Given instruction: Recast each line of the items below as a Markdown table with two columns, Row and Content, giving each line a row number and leaving out blank lines.

Given information:

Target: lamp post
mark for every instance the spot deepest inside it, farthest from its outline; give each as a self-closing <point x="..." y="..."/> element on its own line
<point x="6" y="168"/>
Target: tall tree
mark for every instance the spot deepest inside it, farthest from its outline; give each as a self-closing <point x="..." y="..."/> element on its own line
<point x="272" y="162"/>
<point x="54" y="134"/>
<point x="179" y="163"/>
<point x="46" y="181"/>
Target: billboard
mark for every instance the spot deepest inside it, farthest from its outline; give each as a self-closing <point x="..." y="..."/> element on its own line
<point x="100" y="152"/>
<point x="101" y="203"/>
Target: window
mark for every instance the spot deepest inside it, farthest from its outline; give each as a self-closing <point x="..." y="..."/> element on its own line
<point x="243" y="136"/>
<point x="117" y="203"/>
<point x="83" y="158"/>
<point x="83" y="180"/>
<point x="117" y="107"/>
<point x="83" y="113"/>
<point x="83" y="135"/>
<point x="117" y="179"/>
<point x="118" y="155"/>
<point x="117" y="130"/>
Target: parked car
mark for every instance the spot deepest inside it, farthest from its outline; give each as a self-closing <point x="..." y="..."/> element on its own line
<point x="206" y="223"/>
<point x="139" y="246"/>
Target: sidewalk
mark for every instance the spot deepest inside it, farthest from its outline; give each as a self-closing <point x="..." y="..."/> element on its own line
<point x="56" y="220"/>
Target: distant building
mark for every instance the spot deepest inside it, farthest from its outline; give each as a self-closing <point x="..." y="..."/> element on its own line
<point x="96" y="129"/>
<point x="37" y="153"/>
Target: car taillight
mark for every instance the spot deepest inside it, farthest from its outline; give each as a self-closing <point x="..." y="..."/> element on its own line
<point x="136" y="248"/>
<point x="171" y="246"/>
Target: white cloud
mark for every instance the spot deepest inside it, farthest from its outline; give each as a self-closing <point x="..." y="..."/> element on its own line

Answer for this exercise:
| Row | Content |
|---|---|
| 1 | Target: lamp post |
| 2 | mark for every instance the spot deepest inside it, farthest from its outline; give each as a self-closing <point x="..." y="..."/> element on its own line |
| 3 | <point x="6" y="168"/> |
| 4 | Target: tall tree |
| 5 | mark for every instance the spot deepest inside it, farthest from its outline; give each as a self-closing <point x="..." y="..."/> element on its own line |
| 6 | <point x="272" y="162"/> |
| 7 | <point x="54" y="134"/> |
| 8 | <point x="179" y="163"/> |
| 9 | <point x="46" y="181"/> |
| 10 | Target: billboard |
| 11 | mark for every instance the spot deepest inside it, farthest from its outline; give each as a self-closing <point x="..." y="..."/> element on its own line |
| 12 | <point x="100" y="152"/> |
| 13 | <point x="101" y="203"/> |
| 14 | Target: window |
| 15 | mark for every instance the spot deepest inside it, farthest from its outline; give each as a self-closing <point x="..." y="..."/> element on its own line |
| 16 | <point x="243" y="136"/> |
| 17 | <point x="117" y="203"/> |
| 18 | <point x="83" y="158"/> |
| 19 | <point x="83" y="180"/> |
| 20 | <point x="117" y="107"/> |
| 21 | <point x="83" y="113"/> |
| 22 | <point x="83" y="135"/> |
| 23 | <point x="117" y="179"/> |
| 24 | <point x="118" y="155"/> |
| 25 | <point x="117" y="130"/> |
| 26 | Target: parked car |
| 27 | mark for every instance the spot deepest inside it, farthest from its outline; give each as a self-closing <point x="..." y="..."/> element on its own line |
| 28 | <point x="206" y="223"/> |
| 29 | <point x="139" y="246"/> |
| 30 | Target: sidewalk |
| 31 | mark for every instance the spot deepest inside it, farthest from its outline; give each as a self-closing <point x="..." y="..."/> element on its own line |
| 32 | <point x="56" y="220"/> |
| 33 | Target: distant building |
| 34 | mark for every instance the spot deepest inside it, farthest from its outline; give each as a self-closing <point x="..." y="..."/> element on its own line |
| 35 | <point x="96" y="129"/> |
| 36 | <point x="37" y="153"/> |
| 37 | Target: car taillight |
| 38 | mark for every instance the spot deepest inside it, farthest from its outline; give each as a self-closing <point x="..." y="..."/> element on its own line |
| 39 | <point x="136" y="248"/> |
| 40 | <point x="171" y="246"/> |
| 41 | Target: white cloud |
| 42 | mark for every instance the spot deepest inside it, farthest from its outline; give each as a self-closing <point x="..." y="..."/> element on its own line |